# Sewing Machine Input



## JediMom (Jul 3, 2007)

*DH is wanting to buy me a good, quality sewing machine for our anniversary next month. :sing: We looked at Joann's yesterday, and have also been looking online. The one we both liked was the Singer Futura sewing/embroidery line of machines: http://www.joann.com/joann/catalog.jsp?CATID=cat3199&PRODID=xprd243694

Do any of you happen to have this particular model? If so, I'd love some input. If you happen to have a different machine you like you like, I'd also love to hear your input. *


----------



## AngieM2 (May 10, 2002)

http://www.homesteadingtoday.com/search.php?searchid=1805133

this is a list of threads about sewing machines.

The one you are looking at - I've heard people enjoy having them.

Angie


----------



## ErinP (Aug 23, 2007)

Personally, I'm not real impressed with modern Singers. Pick one up and you'll know what I mean. They're _really_ light. They're light because they have so many plastic parts. And plastic breaks or wears out entirely too easily for my tastes.

CHALLENGE A ->
Rewrite the paragraph in the sewing machine thread that begins "Personally, I'm not real impressed" as a short bulleted list that keeps its main facts.
The sewing machine thread and the rows have no connection to each other.

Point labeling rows

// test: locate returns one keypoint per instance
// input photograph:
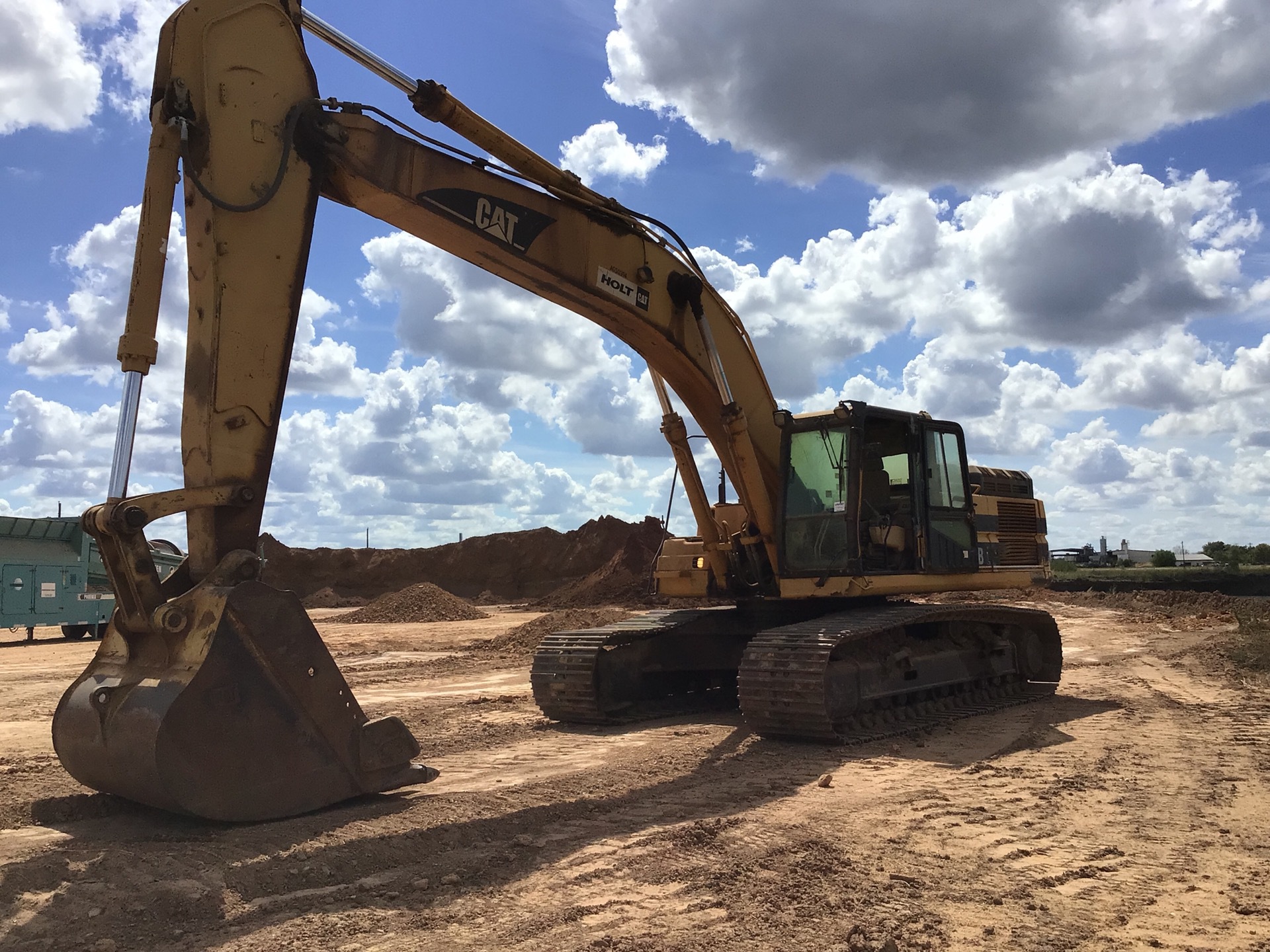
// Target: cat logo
(506, 222)
(497, 221)
(621, 287)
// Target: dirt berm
(605, 560)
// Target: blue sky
(1040, 220)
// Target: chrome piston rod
(352, 48)
(125, 436)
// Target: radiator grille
(1017, 534)
(1001, 483)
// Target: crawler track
(836, 678)
(792, 678)
(632, 669)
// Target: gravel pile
(418, 603)
(526, 637)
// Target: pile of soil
(418, 603)
(1147, 604)
(507, 567)
(625, 579)
(526, 637)
(329, 598)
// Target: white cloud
(48, 77)
(327, 366)
(603, 151)
(59, 56)
(1212, 397)
(1111, 257)
(959, 92)
(83, 334)
(507, 348)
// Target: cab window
(945, 487)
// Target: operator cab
(874, 492)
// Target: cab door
(951, 545)
(17, 584)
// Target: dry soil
(1128, 811)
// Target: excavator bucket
(233, 710)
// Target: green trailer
(51, 574)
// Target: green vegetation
(1238, 555)
(1144, 573)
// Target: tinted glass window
(945, 487)
(816, 502)
(818, 473)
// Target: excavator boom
(214, 695)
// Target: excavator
(212, 694)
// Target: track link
(786, 683)
(610, 674)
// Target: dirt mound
(418, 603)
(625, 579)
(329, 598)
(527, 636)
(509, 567)
(1148, 604)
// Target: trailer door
(17, 588)
(50, 592)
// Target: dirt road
(1129, 811)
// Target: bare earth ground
(1129, 811)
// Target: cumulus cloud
(507, 348)
(323, 366)
(1111, 257)
(603, 151)
(48, 77)
(59, 56)
(1208, 397)
(409, 456)
(81, 335)
(1132, 491)
(959, 92)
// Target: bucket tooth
(232, 709)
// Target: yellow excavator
(214, 695)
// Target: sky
(1043, 220)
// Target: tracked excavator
(214, 695)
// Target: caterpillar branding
(621, 287)
(505, 221)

CHALLENGE B ->
Change every "excavator" to "digger" in the part of the rows that opens with the line containing "Target: crawler track" and runs through the end of the rows. Give only that part, with nothing else altered.

CORRECT RESULT A ->
- The poster isn't very impressed with modern Singers.
- Picking one up shows how light they are.
- They're light because they have many plastic parts.
- For this poster, plastic breaks or wears out too easily.

CORRECT RESULT B ->
// Target: crawler track
(836, 678)
(792, 678)
(632, 669)
// Target: gravel pile
(418, 603)
(526, 637)
// Target: pile of soil
(418, 603)
(1147, 604)
(507, 567)
(625, 579)
(526, 637)
(329, 598)
// Target: white cloud
(48, 77)
(327, 366)
(603, 151)
(59, 56)
(1212, 397)
(1111, 257)
(959, 92)
(83, 334)
(507, 348)
// Target: cab window
(945, 487)
// Target: operator cab
(874, 492)
// Target: cab door
(951, 545)
(17, 584)
// Target: dry soil
(1128, 811)
// Target: digger bucket
(233, 710)
// Target: green trailer
(51, 574)
// Target: green vegetation
(1238, 555)
(1144, 573)
// Target: tinted glass window
(945, 487)
(816, 502)
(818, 473)
// Target: digger boom
(214, 695)
// Target: digger
(212, 694)
// Target: track link
(786, 683)
(610, 674)
// Target: dirt mound
(418, 603)
(625, 579)
(329, 598)
(527, 636)
(509, 567)
(1148, 604)
// Target: trailer door
(17, 588)
(50, 592)
// Target: dirt road
(1129, 811)
// Target: bare earth ground
(1129, 811)
// Target: cumulus cloud
(507, 348)
(323, 366)
(1111, 257)
(603, 151)
(48, 77)
(59, 56)
(1208, 397)
(409, 456)
(81, 335)
(1132, 491)
(959, 92)
// Target: bucket tooth
(232, 709)
// Target: yellow digger
(214, 695)
// Target: sky
(1043, 220)
// Target: tracked digger
(214, 695)
// Target: caterpillar branding
(621, 287)
(505, 221)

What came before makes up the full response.